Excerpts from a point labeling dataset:
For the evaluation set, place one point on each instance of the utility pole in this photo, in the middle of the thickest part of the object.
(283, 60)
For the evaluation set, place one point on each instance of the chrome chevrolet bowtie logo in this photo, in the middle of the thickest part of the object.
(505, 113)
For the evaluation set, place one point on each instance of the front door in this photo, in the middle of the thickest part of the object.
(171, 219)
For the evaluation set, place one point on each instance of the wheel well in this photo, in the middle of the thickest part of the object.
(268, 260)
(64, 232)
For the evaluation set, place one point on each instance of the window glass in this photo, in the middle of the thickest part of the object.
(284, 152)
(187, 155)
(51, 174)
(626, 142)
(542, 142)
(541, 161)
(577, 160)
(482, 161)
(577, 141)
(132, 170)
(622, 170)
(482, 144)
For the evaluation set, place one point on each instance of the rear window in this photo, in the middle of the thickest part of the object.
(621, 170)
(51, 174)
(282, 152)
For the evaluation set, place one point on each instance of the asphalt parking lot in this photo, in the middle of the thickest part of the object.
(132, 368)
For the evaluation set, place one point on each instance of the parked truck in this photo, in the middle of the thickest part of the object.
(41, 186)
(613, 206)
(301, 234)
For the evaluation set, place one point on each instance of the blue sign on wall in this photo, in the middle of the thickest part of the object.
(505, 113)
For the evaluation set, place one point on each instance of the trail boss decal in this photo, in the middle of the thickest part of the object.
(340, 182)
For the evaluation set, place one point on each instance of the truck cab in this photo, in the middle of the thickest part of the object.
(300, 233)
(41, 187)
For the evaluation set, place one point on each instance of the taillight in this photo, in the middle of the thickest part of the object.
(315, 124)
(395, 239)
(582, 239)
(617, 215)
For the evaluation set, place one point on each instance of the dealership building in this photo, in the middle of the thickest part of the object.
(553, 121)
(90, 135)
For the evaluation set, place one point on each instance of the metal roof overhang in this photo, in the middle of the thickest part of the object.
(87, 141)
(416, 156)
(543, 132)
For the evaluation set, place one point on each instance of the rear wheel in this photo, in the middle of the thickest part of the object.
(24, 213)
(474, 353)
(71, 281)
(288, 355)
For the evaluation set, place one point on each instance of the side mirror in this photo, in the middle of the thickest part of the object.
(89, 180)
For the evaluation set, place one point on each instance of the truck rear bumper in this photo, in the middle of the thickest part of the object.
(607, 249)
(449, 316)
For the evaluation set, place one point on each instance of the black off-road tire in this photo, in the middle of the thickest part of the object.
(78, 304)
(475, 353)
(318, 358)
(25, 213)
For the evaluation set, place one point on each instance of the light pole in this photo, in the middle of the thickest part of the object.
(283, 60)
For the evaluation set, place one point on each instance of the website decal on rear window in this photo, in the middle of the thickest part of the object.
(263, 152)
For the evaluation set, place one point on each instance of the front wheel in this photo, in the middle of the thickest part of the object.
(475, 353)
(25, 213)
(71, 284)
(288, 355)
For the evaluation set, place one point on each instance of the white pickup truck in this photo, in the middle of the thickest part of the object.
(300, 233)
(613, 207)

EXERCISE:
Copy out every one of the records above word for word, with each set of coordinates kept in its place.

PROBLEM SOLUTION:
For the evaluation set, place one point on each instance of the utility pole in this photo, in the middle of the thickest part of the object.
(283, 60)
For the evaluation set, place one point on each instance of the chrome chevrolet bowtie logo in this photo, in the middle of the thickest part of the object.
(505, 113)
For the evaluation set, place one point on each instance of the front door in this photo, in the middle of the thickest part of the object.
(171, 219)
For the evaluation set, place one point on each instance of the wheel well in this photo, in the middle of the thickest part of the object.
(268, 260)
(64, 232)
For the evaluation set, place one point on each instance of the window glass in this photo, in the middle of the thickest part of the object.
(284, 152)
(187, 155)
(51, 174)
(626, 142)
(542, 142)
(541, 161)
(577, 160)
(482, 161)
(577, 141)
(132, 170)
(622, 170)
(482, 144)
For the evaluation set, place one point on each instance of the rear window in this photo, in the middle of the thickest part of the object.
(621, 170)
(51, 174)
(282, 152)
For the evaluation set, place one point on each instance of the asphalt parking lot in this photo, in the middle of the thickest part of the object.
(132, 368)
For the evaluation set, place one point on each instance of the parked truck in this photo, in the middle of the thickest part of the object.
(41, 186)
(613, 206)
(301, 234)
For the evaluation set, place one point on each instance of the blue sign on wall in this photo, in the middle of the thickest part of the object.
(505, 113)
For the evaluation set, place one point on each instance of the trail boss decal in this photo, in the middle of the thickest part of the object.
(340, 182)
For the evaluation set, place one point on each instance of the truck cab in this photo, in the middle of the thickest part of the object.
(300, 233)
(41, 187)
For the evaluation set, place one point on each instance of the taillight in this photo, in the middle of the thickest part of the object.
(315, 124)
(395, 239)
(582, 239)
(617, 215)
For the evaluation set, place one point on each instance of the dealership building in this photo, in the middle of the thickest part of the object.
(553, 121)
(90, 135)
For the evaluation set, place one point on each instance of the metal roof overhang in this photo, in the middle of the thickest part of the object.
(87, 141)
(416, 156)
(543, 132)
For the evaluation set, place one point on each instance of the rear wheel in this photo, in the middle of the thickest part of the object.
(24, 213)
(474, 353)
(71, 281)
(288, 355)
For the evaluation set, place one point on each instance of the side mirror in this photo, in the middle of the thickest part of the object.
(89, 180)
For the evaluation set, place one point on each instance of the truck rear bumper in this photo, in the middle of the thickest part of the object.
(607, 249)
(449, 316)
For the evaluation set, place one point on each instance of the black off-road tire in this photo, in the middle of the thickest part of the object.
(78, 304)
(475, 353)
(318, 358)
(25, 213)
For the evaluation set, place one point on each instance of the light pole in this photo, in the middle of the thickest part of the object.
(283, 60)
For the evaluation set, place one point on each instance of the website decal on rear window in this photo, in the middle of the thickest part of the object.
(263, 152)
For the evaluation set, place one point on each instance of the front wheel in this photo, in the middle of the thickest part of the object.
(475, 353)
(25, 213)
(71, 284)
(288, 355)
For the evaluation set, place one point on each instance of the white pickup truck in this photo, in the middle of the thickest part of the object.
(300, 233)
(613, 207)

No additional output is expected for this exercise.